■ **Instructions to follow**: Lines from the one containing "Query: tree" to the end of the entries below must be reproduced exactly, with both end lines kept and no other line added.

■ **Exercise input**:
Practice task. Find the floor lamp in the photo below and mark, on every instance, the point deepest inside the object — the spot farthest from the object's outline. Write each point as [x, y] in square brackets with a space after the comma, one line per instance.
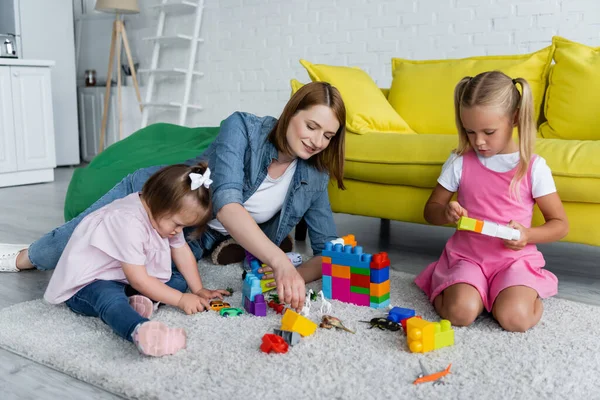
[117, 7]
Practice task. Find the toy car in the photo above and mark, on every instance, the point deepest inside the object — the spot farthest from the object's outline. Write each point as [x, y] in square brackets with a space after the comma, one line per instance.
[217, 305]
[231, 312]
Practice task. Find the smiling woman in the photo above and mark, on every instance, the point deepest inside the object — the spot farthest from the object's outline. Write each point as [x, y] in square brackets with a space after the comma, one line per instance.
[267, 175]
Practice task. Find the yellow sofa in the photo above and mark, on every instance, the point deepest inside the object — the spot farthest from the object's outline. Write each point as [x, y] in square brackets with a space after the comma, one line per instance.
[390, 175]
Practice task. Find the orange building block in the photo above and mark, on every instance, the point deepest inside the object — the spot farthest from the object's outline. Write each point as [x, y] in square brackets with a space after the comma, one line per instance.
[340, 271]
[379, 289]
[420, 335]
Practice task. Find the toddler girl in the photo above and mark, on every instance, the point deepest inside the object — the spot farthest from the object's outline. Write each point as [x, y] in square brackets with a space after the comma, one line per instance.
[133, 241]
[500, 181]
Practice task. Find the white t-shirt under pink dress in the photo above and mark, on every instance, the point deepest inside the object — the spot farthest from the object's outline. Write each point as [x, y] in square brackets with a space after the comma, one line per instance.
[119, 232]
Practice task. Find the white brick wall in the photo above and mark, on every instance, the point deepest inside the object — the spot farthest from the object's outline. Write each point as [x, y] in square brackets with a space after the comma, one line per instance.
[252, 47]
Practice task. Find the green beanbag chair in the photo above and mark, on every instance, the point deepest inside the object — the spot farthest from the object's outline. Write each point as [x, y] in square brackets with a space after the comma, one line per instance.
[155, 144]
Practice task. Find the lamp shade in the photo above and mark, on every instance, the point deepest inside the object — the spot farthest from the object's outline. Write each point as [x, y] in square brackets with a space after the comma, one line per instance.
[118, 6]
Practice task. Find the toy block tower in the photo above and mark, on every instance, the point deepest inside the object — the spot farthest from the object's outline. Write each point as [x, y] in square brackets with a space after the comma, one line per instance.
[351, 276]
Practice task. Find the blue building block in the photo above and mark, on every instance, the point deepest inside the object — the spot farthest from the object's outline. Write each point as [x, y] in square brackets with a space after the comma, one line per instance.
[326, 286]
[381, 305]
[380, 275]
[397, 314]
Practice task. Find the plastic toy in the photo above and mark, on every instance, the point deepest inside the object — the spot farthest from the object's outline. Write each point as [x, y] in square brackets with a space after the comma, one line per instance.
[383, 323]
[217, 305]
[427, 377]
[423, 336]
[351, 276]
[273, 343]
[291, 338]
[329, 322]
[488, 228]
[231, 312]
[292, 321]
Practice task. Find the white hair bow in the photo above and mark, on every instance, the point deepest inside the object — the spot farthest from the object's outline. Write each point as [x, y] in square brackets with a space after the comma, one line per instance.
[200, 179]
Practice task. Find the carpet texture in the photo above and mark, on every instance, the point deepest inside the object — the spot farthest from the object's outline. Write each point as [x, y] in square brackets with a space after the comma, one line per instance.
[559, 358]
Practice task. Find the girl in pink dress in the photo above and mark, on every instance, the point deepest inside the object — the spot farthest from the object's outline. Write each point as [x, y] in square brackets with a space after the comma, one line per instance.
[132, 243]
[498, 180]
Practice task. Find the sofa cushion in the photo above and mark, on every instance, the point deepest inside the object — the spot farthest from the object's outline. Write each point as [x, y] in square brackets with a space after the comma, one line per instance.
[423, 91]
[367, 109]
[416, 160]
[572, 107]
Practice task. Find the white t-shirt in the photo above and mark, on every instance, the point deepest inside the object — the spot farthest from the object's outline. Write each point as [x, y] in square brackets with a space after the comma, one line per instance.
[267, 200]
[542, 182]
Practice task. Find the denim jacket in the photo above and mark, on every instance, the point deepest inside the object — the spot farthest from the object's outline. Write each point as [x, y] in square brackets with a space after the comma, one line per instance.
[238, 160]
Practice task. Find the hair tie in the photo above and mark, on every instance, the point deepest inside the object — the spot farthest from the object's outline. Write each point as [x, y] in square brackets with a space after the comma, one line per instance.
[200, 179]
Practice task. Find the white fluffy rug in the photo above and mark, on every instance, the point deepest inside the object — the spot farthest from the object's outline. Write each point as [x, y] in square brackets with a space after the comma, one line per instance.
[557, 359]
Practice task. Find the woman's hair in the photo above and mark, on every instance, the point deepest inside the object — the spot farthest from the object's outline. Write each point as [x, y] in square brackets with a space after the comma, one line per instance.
[165, 190]
[496, 89]
[316, 93]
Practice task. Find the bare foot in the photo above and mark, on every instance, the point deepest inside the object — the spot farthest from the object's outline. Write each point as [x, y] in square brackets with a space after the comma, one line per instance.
[23, 260]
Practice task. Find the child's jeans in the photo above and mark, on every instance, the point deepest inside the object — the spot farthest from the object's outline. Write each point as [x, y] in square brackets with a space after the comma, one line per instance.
[45, 252]
[107, 300]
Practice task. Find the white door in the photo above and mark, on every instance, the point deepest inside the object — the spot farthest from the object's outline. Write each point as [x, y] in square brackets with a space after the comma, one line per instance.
[34, 123]
[8, 156]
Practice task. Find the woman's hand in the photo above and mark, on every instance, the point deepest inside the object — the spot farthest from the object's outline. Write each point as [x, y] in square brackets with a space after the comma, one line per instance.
[212, 294]
[191, 303]
[454, 211]
[523, 240]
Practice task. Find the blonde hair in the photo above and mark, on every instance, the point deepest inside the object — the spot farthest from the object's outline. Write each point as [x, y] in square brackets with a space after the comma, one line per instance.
[316, 93]
[496, 89]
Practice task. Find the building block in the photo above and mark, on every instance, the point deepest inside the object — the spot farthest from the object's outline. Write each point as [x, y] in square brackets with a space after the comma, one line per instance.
[380, 289]
[340, 271]
[397, 314]
[488, 228]
[444, 334]
[360, 299]
[326, 286]
[362, 281]
[292, 321]
[420, 335]
[380, 275]
[423, 336]
[351, 276]
[340, 289]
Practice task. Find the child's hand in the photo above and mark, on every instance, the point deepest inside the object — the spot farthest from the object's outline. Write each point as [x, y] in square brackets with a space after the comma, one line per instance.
[191, 304]
[517, 244]
[454, 211]
[212, 294]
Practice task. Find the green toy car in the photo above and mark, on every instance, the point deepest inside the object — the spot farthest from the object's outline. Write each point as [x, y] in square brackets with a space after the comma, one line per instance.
[231, 312]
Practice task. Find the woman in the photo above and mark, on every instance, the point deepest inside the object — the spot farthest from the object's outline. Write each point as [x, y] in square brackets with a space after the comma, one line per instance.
[267, 175]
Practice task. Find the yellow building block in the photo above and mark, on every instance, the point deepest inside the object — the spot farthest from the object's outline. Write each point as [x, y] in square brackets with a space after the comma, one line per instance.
[444, 334]
[420, 335]
[340, 271]
[379, 289]
[292, 321]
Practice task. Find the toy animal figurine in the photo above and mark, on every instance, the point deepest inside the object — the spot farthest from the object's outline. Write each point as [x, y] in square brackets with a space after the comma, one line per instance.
[324, 303]
[383, 323]
[329, 322]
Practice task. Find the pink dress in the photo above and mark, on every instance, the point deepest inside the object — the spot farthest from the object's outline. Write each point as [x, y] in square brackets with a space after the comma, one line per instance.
[118, 232]
[483, 261]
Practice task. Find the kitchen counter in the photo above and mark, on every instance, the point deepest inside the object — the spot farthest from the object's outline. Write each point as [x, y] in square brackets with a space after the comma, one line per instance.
[20, 62]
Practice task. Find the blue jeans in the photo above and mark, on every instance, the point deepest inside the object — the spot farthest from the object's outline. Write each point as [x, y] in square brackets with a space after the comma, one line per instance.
[45, 252]
[108, 301]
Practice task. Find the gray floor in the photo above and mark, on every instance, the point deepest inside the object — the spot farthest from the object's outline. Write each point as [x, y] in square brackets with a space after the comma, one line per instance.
[27, 212]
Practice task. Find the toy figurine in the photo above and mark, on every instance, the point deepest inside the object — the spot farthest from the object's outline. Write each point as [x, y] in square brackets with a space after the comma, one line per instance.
[329, 322]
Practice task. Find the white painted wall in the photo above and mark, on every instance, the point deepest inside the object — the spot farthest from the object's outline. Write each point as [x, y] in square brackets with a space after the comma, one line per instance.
[252, 47]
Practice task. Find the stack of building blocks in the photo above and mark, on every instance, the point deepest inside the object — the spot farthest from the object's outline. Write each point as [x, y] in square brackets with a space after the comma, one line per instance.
[423, 336]
[488, 228]
[351, 276]
[252, 298]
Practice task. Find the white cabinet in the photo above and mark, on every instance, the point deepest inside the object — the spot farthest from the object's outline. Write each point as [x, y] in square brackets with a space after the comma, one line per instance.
[27, 152]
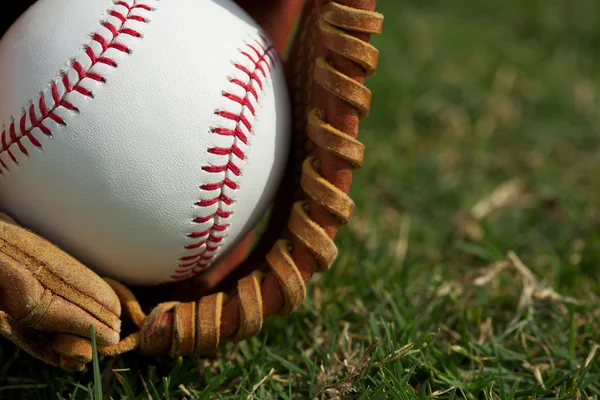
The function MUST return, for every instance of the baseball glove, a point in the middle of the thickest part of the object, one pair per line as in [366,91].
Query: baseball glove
[50,301]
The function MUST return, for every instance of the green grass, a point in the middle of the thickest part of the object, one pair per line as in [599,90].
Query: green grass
[476,104]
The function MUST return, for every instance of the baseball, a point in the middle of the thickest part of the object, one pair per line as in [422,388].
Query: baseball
[143,137]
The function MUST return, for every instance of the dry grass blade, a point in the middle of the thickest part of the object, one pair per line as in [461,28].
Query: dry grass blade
[259,384]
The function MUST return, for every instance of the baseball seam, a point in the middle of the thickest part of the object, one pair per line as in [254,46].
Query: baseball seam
[208,241]
[71,81]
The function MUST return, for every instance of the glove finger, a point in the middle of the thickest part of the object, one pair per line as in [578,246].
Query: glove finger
[276,17]
[43,288]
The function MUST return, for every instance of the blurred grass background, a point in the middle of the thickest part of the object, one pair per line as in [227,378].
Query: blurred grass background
[470,269]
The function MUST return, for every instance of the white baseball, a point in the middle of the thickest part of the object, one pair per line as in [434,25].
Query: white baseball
[144,137]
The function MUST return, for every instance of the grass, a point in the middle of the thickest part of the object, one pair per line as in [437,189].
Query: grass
[470,269]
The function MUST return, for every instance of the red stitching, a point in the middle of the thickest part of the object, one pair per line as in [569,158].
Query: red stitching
[49,113]
[262,58]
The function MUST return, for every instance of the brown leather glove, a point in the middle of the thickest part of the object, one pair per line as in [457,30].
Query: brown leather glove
[49,300]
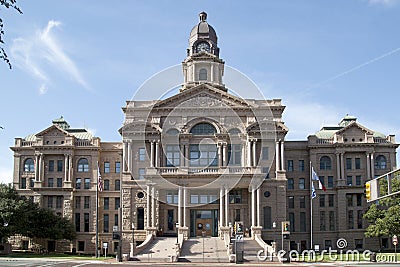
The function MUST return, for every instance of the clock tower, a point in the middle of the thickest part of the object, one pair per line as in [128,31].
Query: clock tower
[203,64]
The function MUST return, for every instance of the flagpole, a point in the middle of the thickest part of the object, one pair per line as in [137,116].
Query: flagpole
[97,212]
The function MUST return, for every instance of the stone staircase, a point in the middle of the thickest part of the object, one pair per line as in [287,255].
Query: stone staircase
[207,249]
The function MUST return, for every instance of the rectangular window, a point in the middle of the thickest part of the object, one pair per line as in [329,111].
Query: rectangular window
[86,222]
[77,202]
[358,179]
[265,153]
[87,183]
[106,203]
[291,202]
[59,165]
[302,183]
[142,154]
[117,167]
[77,222]
[290,183]
[235,154]
[106,223]
[50,182]
[51,165]
[358,163]
[78,182]
[301,165]
[302,201]
[141,173]
[348,164]
[86,202]
[331,200]
[322,200]
[303,222]
[59,202]
[117,203]
[106,167]
[290,166]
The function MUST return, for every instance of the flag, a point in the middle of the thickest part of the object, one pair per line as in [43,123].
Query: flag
[315,177]
[313,192]
[99,180]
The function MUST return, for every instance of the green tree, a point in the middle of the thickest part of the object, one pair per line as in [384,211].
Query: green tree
[7,4]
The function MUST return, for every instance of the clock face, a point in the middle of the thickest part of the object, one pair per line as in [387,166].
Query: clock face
[203,46]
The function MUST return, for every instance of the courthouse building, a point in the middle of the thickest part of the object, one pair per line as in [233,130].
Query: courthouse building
[199,161]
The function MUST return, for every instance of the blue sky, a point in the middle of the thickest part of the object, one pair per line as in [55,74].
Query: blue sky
[84,59]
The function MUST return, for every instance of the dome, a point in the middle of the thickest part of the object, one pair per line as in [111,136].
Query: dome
[203,30]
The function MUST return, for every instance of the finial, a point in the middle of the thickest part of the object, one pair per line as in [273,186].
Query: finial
[203,16]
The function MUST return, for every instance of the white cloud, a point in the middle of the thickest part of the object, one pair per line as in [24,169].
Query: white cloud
[41,53]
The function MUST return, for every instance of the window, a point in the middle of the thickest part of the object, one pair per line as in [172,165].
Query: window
[291,202]
[50,182]
[325,163]
[290,183]
[86,222]
[301,165]
[141,173]
[77,222]
[51,165]
[302,221]
[106,223]
[106,203]
[117,167]
[203,129]
[117,203]
[235,154]
[358,180]
[29,165]
[172,155]
[358,163]
[203,75]
[86,202]
[22,185]
[302,184]
[59,165]
[106,167]
[87,183]
[302,202]
[59,202]
[290,165]
[203,155]
[106,185]
[348,164]
[77,202]
[142,154]
[322,200]
[349,180]
[331,200]
[265,153]
[267,218]
[83,165]
[380,162]
[78,182]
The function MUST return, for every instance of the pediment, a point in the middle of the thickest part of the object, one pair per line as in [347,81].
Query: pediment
[202,96]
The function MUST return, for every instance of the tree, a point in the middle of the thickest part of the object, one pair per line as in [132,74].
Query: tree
[18,215]
[7,4]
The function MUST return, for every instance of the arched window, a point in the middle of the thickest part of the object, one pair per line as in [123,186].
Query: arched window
[380,162]
[83,165]
[203,129]
[203,75]
[29,165]
[325,163]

■ **Answer**:
Query: tree
[18,215]
[7,4]
The function MUST return, for every instance of the arched window, a point in the middle of the thickest part of the object, one pair per line as in [123,186].
Query: arched window
[380,162]
[83,165]
[203,129]
[203,75]
[29,165]
[325,163]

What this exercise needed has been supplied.